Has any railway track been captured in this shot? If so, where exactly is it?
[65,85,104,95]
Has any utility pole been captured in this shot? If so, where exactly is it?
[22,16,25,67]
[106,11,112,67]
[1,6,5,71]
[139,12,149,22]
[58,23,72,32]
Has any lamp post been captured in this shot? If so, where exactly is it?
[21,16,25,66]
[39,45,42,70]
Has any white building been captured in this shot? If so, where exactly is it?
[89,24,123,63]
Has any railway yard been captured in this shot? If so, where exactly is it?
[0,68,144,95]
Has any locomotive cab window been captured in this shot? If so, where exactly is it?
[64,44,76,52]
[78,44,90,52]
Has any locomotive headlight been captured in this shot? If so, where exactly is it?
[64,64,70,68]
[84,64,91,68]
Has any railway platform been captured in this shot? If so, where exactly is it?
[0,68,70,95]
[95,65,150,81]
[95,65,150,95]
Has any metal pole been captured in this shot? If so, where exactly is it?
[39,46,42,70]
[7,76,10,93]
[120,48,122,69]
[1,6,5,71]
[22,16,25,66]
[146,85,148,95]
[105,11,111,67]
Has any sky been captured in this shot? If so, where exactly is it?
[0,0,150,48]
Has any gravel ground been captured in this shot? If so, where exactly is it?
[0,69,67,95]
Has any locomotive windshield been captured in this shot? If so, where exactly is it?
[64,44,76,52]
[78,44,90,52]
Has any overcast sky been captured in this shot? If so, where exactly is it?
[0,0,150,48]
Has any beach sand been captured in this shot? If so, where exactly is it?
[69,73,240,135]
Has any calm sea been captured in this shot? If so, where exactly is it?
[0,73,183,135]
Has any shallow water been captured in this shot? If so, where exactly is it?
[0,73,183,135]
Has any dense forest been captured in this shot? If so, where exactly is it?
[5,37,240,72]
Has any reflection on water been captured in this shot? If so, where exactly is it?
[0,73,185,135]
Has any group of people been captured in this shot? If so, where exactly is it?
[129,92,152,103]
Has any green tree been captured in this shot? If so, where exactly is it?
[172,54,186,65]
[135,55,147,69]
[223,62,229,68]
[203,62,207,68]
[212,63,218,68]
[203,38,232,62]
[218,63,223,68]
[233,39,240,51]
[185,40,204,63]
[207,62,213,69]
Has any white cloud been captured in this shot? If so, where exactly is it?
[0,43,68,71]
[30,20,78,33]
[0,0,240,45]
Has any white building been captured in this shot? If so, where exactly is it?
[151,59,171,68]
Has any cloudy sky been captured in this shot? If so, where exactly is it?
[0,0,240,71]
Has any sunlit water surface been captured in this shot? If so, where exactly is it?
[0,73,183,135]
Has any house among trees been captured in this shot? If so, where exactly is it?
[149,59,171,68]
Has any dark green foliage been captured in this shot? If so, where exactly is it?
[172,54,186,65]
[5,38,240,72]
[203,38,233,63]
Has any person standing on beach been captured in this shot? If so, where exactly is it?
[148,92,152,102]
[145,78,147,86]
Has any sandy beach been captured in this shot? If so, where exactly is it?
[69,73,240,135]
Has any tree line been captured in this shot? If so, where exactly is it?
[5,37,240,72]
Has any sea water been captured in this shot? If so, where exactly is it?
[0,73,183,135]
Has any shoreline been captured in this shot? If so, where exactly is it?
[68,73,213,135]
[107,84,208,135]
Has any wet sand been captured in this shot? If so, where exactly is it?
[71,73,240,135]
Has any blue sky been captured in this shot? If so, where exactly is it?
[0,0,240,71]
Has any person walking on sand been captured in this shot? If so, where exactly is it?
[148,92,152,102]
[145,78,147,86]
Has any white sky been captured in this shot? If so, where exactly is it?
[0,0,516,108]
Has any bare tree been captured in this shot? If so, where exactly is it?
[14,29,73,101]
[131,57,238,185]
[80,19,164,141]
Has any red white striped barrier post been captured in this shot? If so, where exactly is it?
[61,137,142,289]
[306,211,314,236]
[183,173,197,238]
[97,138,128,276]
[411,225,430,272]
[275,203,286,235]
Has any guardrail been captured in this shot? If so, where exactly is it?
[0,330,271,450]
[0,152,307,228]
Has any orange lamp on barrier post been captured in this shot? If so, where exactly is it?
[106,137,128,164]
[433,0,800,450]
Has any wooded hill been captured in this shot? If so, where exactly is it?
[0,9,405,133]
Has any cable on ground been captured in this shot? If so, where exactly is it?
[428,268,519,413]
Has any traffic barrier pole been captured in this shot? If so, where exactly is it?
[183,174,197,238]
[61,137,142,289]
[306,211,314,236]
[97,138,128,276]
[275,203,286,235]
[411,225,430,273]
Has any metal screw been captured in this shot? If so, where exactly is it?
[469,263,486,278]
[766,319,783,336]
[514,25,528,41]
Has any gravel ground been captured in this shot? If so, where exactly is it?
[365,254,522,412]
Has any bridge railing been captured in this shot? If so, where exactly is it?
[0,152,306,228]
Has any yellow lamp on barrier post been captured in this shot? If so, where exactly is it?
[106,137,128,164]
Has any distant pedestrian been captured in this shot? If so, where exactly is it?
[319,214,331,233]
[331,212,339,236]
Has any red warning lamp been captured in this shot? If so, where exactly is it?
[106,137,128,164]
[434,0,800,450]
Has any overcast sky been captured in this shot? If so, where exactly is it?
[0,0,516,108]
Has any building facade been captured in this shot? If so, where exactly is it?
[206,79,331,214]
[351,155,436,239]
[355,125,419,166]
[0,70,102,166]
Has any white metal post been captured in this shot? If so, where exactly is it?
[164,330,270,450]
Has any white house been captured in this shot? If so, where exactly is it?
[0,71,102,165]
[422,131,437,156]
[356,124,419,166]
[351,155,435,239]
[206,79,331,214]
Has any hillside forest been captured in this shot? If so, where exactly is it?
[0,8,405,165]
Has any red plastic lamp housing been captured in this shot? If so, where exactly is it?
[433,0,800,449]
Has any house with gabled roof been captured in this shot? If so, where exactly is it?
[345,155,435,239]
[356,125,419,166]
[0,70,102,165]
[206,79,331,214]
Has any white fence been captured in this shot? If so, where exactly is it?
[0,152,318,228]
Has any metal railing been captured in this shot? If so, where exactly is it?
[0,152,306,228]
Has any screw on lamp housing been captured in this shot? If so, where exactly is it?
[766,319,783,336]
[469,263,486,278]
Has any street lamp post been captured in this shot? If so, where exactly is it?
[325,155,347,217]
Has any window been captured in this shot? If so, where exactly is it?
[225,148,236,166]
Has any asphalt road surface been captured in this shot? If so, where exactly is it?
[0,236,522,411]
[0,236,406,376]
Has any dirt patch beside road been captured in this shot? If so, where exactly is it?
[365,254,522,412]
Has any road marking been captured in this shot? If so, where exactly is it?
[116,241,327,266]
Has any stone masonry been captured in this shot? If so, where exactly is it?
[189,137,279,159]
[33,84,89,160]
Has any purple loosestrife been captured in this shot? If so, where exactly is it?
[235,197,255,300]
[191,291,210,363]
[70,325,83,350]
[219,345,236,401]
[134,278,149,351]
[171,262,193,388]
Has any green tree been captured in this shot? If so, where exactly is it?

Required work = Reproduce the rows above in full, substituting "in this image" for every occurrence of "in this shot" and leaving all other text unchanged.

Solution to this task =
Has any railway track been captured in this image? If so, where exactly is it?
[65,85,104,95]
Has any utility pole been captured in this image? If so, where exactly is it?
[22,16,25,67]
[106,11,112,67]
[1,6,5,71]
[139,12,149,22]
[58,23,72,32]
Has any lamp post been captured in this image? If so, where exactly is it?
[21,16,25,66]
[39,45,42,70]
Has any white building been captured in this image? If so, where exactly is it?
[89,24,123,63]
Has any railway yard been captured in this image? If so, where exactly is it?
[0,68,144,95]
Has any locomotive cab window been captured in this image? If so, where exactly is it?
[64,44,76,52]
[78,44,90,52]
Has any locomotive headlight been captured in this image? If so, where exactly is it?
[64,64,70,68]
[84,64,91,68]
Has any railway platform been captured in this image? If so, where exactly is it?
[0,68,70,95]
[95,65,150,81]
[95,65,150,95]
Has any metal pole been captured in this image? If so, where exactly is it?
[39,46,42,70]
[7,76,10,93]
[120,48,122,69]
[1,6,5,71]
[22,16,25,66]
[146,85,148,95]
[105,11,111,67]
Has any sky been captured in this image? If so, where exactly is it?
[0,0,150,48]
Has any gravel ground been captured in this image? If so, where exactly is it?
[0,69,67,95]
Has any locomotive windshield been captured in this image? If so, where exactly is it?
[64,44,76,52]
[78,44,90,52]
Has any overcast sky been captured in this image? If so, where exactly is it?
[0,0,150,48]
Has any beach sand been captured in this image? If so, where exactly is it?
[69,73,240,135]
Has any calm sea been captured in this image? If so, where exactly is it?
[0,73,183,135]
Has any shallow water been captured in this image? If so, where exactly is it?
[0,73,183,135]
Has any dense forest been captured in this image? If so, where exactly is it?
[5,37,240,72]
Has any reflection on water been captured in this image? If so, where exactly is it?
[0,73,185,135]
Has any group of people been captured in this image? If so, where exactly is it?
[129,92,152,103]
Has any green tree been captured in this image? If so, where exactly is it?
[172,54,186,65]
[135,55,147,69]
[223,62,229,68]
[203,62,207,68]
[212,63,218,68]
[203,38,232,62]
[218,63,223,68]
[233,39,240,51]
[185,40,204,63]
[207,62,213,69]
Has any white cloud been captured in this image? If so, where exactly is it?
[0,43,68,71]
[30,20,78,33]
[0,0,240,45]
Has any white building been captured in this image? If so, where exactly is it?
[151,59,171,68]
Has any cloudy sky been captured in this image? If so, where exactly is it?
[0,0,240,71]
Has any sunlit water surface been captured in this image? If so, where exactly is it?
[0,73,183,135]
Has any house among trees been captured in this image? If so, where exactly is it?
[149,59,171,68]
Has any dark green foliage been captured in this image? If so, where exactly is it?
[172,54,186,65]
[5,38,240,72]
[203,38,233,63]
Has any person standing on beach been captured in this image? If so, where exactly is it?
[148,92,152,102]
[145,78,147,86]
Has any sandy beach been captured in this image? If so, where exactly is it?
[69,73,240,135]
Has any tree line been captured in this image? If so, where exactly is it?
[5,37,240,72]
Has any sea water been captured in this image? If so, where exactly is it?
[0,73,183,135]
Has any shoreline been captured in this image? If so, where exactly is it?
[68,73,213,135]
[107,84,208,135]
Has any wet sand been captured in this image? If so, where exactly is it?
[71,73,240,135]
Has any blue sky been captured in this image? If so, where exactly is it?
[0,0,240,71]
Has any person walking on sand been captured in this image? If so, where exactly is it?
[148,92,152,102]
[145,78,147,86]
Has any white sky been captured in this image? If so, where exactly is it?
[0,0,516,108]
Has any bare tree been captured in this image? If so, where exactly is it?
[14,29,73,101]
[131,57,238,185]
[80,19,164,141]
Has any red white striped barrier post been captured in this image? If so, where exactly is it?
[61,137,142,289]
[306,211,314,236]
[183,173,197,238]
[97,138,128,276]
[411,225,430,272]
[275,203,286,235]
Has any guardrail been captured in this image? If so, where exactly is it?
[0,330,271,450]
[0,152,307,228]
Has any orange lamp on barrier post been captured in this image? If so, where exactly is it?
[106,137,128,164]
[433,0,800,450]
Has any wooded hill been captured in this image? If so, where exactly is it?
[0,9,405,133]
Has any cable on ground been captured in this image? If so, where exactly is it?
[428,268,519,413]
Has any traffic barrier pole been captured in this image? If so, where exactly is it?
[183,174,197,238]
[61,137,142,289]
[306,211,314,236]
[97,138,128,276]
[275,203,286,235]
[411,225,430,273]
Has any metal screw been captured in this image? If so, where exactly is it?
[469,263,486,278]
[766,319,783,336]
[514,25,528,41]
Has any gravel ground been captured in this image? If so, where exactly is it?
[365,254,522,412]
Has any bridge railing been captured in this image? If so, where exactly is it?
[0,152,306,228]
Has any yellow lamp on barrier post been captured in this image? If so, where exactly is it?
[106,137,128,164]
Has any distant pedestrian been captured in this image? If so, where exactly is it?
[319,214,331,233]
[331,212,339,236]
Has any red warning lamp been captured in this image? If so, where exactly is it?
[106,137,128,164]
[434,0,800,450]
Has any overcast sky been captured in this image? If so, where exactly is it?
[0,0,516,108]
Has any building facade been captured in this image? If so, where exactly is it?
[206,79,331,214]
[351,155,436,239]
[355,125,419,166]
[0,70,102,166]
Has any white metal post been captured in this image? If so, where exactly is it?
[164,330,270,450]
Has any white house been captured in this image? If so, where exactly is it?
[0,71,102,165]
[422,131,437,156]
[356,124,419,166]
[351,155,435,239]
[206,79,331,214]
Has any hillside forest been captured in this image? If so, where exactly is it?
[0,8,405,165]
Has any red plastic lamp housing been captured in this image? If so, where exactly is it?
[433,0,800,449]
Has any house with gabled roof been captured in this image? If so, where exactly is it?
[345,155,435,239]
[356,125,419,166]
[0,70,102,165]
[206,79,331,214]
Has any white fence been captured in this image? If so, where exactly is it?
[0,152,318,228]
Has any metal railing been captured in this image? If so, where exactly is it?
[0,152,306,228]
Has any screw on lamp housing been captured in this image? If so, where exactly is it?
[766,319,783,336]
[469,263,486,278]
Has any street lamp post been captured in this image? If so, where exactly is it?
[325,155,347,217]
Has any window been captured in this image? If so, where exactly is it?
[225,148,236,166]
Has any asphalt road surface been captured in this image? If so, where exactly is it?
[0,236,522,411]
[0,236,406,376]
Has any dirt patch beside road been captured in this image? If so, where exactly is it?
[365,254,522,412]
Has any road marking been captured in this image? If so, where exactly is it?
[116,241,327,266]
Has any stone masonry been captured in this image? If so, where exactly is it?
[189,137,279,159]
[33,84,89,160]
Has any purple loosestrife been captured in this image? If so, where exactly is it?
[235,197,255,300]
[191,291,210,363]
[70,325,83,350]
[219,345,236,401]
[134,278,149,351]
[171,262,193,388]
Has any green tree been captured in this image? If so, where exactly is it?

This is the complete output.